→ **Consigne 1**
Recopiez intégralement l'article sur le mufti Said Ismagilov, sans y changer quoi que ce soit.

Guerre en Ukraine : un mufti s’habille d’un treillis de combat pour combattre Poutine et venger la Syrie
Said Ismagilov, mufti de l’Administration religieuse des musulmans d’Ukraine et un des principaux dirigeants islamiques du pays, a troqué sa robe et sa coiffe traditionnelles contre un treillis de combat.
Sur les réseaux sociaux, il pose aux côtés d’autres membres de la Force de défense territoriale à Kyiv, qu’il dit avoir rejoint le 24 février, jour du début de l’invasion à grande échelle de l’Ukraine lancée par la Russie.
Ces images détonnent par rapport à celles de ses œuvres de charité et de ses conférences dans des écoles de commerce qu’il partageait avant l’invasion.
Ce Tatar né dans la ville de Donetsk, dans l’est du pays, sous l’Union soviétique, est plus qu’impliqué à titre personnel dans la guerre contre la Russie.
Les Tatars de Crimée sont passés sous le contrôle direct de la Russie en 2014 à la suite de l’invasion et de l’annexion forcée de la péninsule, tandis que Donetsk a été capturée peu après par les séparatistes soutenus par la Russie, qui mènent depuis plusieurs années un conflit avec Kyiv.

Relevés d'identification de positions
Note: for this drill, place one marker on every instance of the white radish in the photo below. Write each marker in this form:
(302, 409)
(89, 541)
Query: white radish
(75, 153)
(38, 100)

→ **Consigne 2**
Réécrivez l'ensemble des relevés en substituant « daikon » à « white radish » partout où cette expression figure, en laissant tout le reste intact.

→ **Réponse complète 1**
Guerre en Ukraine : un mufti s’habille d’un treillis de combat pour combattre Poutine et venger la Syrie
Said Ismagilov, mufti de l’Administration religieuse des musulmans d’Ukraine et un des principaux dirigeants islamiques du pays, a troqué sa robe et sa coiffe traditionnelles contre un treillis de combat.
Sur les réseaux sociaux, il pose aux côtés d’autres membres de la Force de défense territoriale à Kyiv, qu’il dit avoir rejoint le 24 février, jour du début de l’invasion à grande échelle de l’Ukraine lancée par la Russie.
Ces images détonnent par rapport à celles de ses œuvres de charité et de ses conférences dans des écoles de commerce qu’il partageait avant l’invasion.
Ce Tatar né dans la ville de Donetsk, dans l’est du pays, sous l’Union soviétique, est plus qu’impliqué à titre personnel dans la guerre contre la Russie.
Les Tatars de Crimée sont passés sous le contrôle direct de la Russie en 2014 à la suite de l’invasion et de l’annexion forcée de la péninsule, tandis que Donetsk a été capturée peu après par les séparatistes soutenus par la Russie, qui mènent depuis plusieurs années un conflit avec Kyiv.

→ **Réponse complète 2**
Note: for this drill, place one marker on every instance of the daikon in the photo below. Write each marker in this form:
(302, 409)
(89, 541)
Query: daikon
(75, 153)
(38, 100)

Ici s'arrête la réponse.